> **SHORT TASK**
Show every line of the items below that contains the string "pocket", copied unchanged. Case counts.

Pointing records for named objects
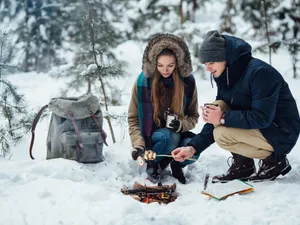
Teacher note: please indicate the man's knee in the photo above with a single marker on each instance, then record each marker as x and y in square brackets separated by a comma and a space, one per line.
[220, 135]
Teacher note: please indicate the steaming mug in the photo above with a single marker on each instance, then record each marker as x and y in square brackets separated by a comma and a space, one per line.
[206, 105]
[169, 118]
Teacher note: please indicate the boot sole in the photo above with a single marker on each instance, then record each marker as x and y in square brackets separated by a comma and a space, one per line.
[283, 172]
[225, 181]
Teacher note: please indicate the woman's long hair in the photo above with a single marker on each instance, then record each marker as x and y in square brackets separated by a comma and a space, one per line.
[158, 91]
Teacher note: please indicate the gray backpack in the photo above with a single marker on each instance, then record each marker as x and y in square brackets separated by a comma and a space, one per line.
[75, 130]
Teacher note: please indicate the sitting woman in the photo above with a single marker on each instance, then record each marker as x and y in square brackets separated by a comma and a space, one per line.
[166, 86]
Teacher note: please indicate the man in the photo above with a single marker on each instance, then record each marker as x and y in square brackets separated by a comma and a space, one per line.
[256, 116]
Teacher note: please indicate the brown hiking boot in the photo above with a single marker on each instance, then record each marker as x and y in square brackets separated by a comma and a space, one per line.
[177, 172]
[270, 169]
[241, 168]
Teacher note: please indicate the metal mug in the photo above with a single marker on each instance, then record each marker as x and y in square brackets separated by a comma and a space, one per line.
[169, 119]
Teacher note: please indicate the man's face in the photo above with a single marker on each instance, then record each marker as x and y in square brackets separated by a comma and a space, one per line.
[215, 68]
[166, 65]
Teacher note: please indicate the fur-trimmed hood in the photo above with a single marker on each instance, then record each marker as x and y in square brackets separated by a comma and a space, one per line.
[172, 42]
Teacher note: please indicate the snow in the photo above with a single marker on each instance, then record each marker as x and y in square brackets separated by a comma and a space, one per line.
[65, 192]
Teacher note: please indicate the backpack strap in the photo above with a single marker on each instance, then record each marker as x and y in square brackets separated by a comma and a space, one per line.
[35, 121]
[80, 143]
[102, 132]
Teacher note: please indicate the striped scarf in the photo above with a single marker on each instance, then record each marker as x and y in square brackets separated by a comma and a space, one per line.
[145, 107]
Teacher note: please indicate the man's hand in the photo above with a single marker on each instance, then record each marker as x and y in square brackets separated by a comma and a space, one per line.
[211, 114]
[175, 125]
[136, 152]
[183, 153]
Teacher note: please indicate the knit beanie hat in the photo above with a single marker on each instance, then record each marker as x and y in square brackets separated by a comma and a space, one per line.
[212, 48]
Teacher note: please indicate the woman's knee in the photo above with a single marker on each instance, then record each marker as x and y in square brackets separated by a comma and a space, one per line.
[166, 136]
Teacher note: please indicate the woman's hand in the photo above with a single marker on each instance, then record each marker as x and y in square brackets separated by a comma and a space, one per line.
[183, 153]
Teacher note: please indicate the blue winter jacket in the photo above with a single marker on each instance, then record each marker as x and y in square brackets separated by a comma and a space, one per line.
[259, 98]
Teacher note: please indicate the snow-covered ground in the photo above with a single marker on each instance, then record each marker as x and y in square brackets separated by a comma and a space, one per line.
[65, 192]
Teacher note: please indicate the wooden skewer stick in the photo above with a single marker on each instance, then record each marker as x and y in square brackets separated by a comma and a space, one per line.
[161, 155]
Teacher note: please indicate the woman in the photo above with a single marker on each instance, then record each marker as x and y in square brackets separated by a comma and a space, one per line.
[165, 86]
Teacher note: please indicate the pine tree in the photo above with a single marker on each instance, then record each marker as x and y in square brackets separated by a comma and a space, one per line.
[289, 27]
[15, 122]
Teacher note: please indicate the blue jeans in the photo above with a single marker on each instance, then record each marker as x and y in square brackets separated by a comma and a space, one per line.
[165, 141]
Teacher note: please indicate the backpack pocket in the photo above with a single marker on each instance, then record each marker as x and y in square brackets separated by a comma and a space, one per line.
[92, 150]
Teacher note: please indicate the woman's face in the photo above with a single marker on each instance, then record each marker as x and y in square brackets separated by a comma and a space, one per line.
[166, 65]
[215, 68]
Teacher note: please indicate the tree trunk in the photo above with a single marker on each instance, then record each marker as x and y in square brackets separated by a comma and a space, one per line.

...

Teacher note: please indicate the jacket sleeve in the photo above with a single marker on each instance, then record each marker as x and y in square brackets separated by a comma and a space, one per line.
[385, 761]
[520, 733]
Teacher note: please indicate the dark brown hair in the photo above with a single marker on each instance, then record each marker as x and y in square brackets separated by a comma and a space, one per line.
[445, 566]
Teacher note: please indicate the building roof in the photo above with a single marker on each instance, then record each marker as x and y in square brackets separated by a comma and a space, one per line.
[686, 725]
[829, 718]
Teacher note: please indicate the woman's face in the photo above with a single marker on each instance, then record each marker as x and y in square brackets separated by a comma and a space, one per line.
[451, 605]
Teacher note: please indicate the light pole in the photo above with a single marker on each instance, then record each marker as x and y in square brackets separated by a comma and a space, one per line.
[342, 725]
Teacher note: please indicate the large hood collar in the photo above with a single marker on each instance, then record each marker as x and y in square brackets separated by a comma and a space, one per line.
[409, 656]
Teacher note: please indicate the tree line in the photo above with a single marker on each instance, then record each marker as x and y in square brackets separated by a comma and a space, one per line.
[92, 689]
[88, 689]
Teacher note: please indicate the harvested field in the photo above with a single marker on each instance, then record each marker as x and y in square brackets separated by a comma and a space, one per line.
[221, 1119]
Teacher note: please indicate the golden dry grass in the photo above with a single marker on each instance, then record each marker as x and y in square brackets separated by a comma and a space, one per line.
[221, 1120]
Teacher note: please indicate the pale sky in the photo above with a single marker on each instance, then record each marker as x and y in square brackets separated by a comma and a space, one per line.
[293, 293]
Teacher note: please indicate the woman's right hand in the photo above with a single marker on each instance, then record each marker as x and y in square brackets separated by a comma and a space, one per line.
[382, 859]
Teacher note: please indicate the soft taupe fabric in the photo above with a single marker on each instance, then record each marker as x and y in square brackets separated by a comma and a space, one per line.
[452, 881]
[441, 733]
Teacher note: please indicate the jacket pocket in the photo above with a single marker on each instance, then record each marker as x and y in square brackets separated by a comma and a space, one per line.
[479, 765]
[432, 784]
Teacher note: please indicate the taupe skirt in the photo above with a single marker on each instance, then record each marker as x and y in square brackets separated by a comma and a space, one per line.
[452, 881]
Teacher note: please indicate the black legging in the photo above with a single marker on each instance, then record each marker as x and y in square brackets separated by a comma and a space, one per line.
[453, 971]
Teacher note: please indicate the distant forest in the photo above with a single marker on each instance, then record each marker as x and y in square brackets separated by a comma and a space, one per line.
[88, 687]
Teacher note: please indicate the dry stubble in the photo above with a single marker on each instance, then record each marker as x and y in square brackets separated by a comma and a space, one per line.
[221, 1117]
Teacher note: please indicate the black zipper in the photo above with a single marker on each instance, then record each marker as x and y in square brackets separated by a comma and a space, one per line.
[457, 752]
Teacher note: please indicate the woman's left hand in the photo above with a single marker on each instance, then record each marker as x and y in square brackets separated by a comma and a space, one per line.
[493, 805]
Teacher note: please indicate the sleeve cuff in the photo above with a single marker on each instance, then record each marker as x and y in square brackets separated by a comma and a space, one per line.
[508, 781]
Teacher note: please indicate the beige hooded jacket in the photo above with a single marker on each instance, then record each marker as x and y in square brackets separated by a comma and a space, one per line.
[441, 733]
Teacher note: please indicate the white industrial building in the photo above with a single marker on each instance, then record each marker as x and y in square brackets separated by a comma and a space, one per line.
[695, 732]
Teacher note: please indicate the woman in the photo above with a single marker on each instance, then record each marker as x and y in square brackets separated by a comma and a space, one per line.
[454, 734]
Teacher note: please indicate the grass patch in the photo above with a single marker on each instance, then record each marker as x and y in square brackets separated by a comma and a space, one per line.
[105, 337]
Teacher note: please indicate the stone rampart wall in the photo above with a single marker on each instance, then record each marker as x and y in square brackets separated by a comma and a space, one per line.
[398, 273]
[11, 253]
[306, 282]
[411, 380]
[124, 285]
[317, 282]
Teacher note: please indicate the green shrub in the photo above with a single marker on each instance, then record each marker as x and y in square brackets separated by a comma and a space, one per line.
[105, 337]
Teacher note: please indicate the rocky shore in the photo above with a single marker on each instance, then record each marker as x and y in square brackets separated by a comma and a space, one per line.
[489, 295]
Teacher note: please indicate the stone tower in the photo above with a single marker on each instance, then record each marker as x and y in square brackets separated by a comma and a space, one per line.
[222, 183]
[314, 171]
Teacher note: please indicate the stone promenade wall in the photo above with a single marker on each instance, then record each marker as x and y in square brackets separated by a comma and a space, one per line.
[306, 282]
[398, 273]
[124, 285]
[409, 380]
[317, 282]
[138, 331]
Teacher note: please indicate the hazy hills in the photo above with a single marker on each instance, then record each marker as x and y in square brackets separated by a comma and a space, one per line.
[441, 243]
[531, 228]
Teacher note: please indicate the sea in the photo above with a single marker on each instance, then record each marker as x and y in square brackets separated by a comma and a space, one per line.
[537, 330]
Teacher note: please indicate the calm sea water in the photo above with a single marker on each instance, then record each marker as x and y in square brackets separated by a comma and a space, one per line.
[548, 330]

---

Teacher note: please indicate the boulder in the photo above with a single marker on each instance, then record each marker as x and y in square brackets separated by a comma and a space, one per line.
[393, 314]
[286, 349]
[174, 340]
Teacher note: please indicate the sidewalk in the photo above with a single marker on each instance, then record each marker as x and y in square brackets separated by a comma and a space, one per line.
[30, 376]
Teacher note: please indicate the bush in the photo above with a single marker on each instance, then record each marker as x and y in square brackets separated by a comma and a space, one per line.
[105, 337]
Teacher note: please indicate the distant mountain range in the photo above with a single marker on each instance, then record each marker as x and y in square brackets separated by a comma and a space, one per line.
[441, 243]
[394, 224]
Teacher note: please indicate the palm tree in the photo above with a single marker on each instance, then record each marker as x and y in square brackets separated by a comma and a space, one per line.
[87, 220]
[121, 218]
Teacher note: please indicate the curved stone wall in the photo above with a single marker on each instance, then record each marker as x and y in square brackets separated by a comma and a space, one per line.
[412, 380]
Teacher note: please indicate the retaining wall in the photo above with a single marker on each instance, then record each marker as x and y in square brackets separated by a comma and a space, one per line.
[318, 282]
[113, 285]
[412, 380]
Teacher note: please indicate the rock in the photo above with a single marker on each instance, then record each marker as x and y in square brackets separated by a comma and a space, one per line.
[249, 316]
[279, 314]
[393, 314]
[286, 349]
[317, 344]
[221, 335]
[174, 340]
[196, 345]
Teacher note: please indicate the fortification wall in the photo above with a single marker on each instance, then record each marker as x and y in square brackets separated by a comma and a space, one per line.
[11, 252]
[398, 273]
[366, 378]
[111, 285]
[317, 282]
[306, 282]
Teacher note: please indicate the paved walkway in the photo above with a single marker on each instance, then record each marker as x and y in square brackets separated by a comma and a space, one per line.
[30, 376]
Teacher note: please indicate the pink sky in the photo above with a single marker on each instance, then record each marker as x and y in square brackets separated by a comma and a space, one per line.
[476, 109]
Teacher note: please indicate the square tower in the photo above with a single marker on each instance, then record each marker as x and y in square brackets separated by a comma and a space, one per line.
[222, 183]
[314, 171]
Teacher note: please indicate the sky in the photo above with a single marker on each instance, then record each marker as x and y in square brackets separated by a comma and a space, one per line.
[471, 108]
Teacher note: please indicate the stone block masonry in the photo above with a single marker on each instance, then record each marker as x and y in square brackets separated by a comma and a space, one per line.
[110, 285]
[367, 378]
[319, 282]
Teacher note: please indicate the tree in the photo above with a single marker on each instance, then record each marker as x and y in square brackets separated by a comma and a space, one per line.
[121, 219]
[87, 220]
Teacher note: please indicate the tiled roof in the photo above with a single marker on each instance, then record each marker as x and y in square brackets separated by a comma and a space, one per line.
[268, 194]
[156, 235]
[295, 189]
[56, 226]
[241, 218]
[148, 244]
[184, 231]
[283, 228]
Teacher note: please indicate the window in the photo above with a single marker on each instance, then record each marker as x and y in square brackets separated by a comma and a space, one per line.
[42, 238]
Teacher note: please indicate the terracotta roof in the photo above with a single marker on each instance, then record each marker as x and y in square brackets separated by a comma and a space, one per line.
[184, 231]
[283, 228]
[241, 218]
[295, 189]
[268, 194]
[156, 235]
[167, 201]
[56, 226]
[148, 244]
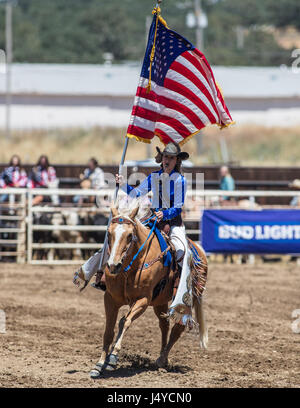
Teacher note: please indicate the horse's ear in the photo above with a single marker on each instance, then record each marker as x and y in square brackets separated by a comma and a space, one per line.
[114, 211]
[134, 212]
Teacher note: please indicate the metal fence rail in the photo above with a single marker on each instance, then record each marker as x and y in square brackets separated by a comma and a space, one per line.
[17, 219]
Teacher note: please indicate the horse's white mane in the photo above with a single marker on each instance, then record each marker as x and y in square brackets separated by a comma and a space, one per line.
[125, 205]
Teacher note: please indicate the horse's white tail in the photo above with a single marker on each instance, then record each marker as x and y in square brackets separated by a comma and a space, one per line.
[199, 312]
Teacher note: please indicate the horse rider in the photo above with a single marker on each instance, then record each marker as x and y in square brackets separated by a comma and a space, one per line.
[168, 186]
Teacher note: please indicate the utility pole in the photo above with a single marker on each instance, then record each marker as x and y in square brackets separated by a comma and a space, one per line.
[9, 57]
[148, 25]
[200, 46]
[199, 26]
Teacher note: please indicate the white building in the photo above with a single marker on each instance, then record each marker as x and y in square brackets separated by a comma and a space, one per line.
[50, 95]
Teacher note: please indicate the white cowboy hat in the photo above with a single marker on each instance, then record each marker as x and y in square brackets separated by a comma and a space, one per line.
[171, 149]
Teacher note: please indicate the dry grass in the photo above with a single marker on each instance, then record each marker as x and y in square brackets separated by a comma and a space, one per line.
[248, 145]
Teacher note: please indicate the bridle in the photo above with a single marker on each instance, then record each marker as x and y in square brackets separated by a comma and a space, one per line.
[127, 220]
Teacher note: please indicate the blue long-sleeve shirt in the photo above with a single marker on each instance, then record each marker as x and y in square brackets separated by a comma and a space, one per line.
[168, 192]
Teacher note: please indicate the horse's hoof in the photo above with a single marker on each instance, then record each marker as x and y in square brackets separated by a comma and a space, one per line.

> **TASK RESPONSE**
Teacher note: please indicate the backpack pocket in the photo above with a single marker on each instance, then record each marker as x and y in square brackets separated by a comma and a space, one per line.
Teacher note: please indicate the jacket pocket in the photo above with a single marker on each instance, then record each marker as x and y in square brackets separated by a comma and a space, one per line.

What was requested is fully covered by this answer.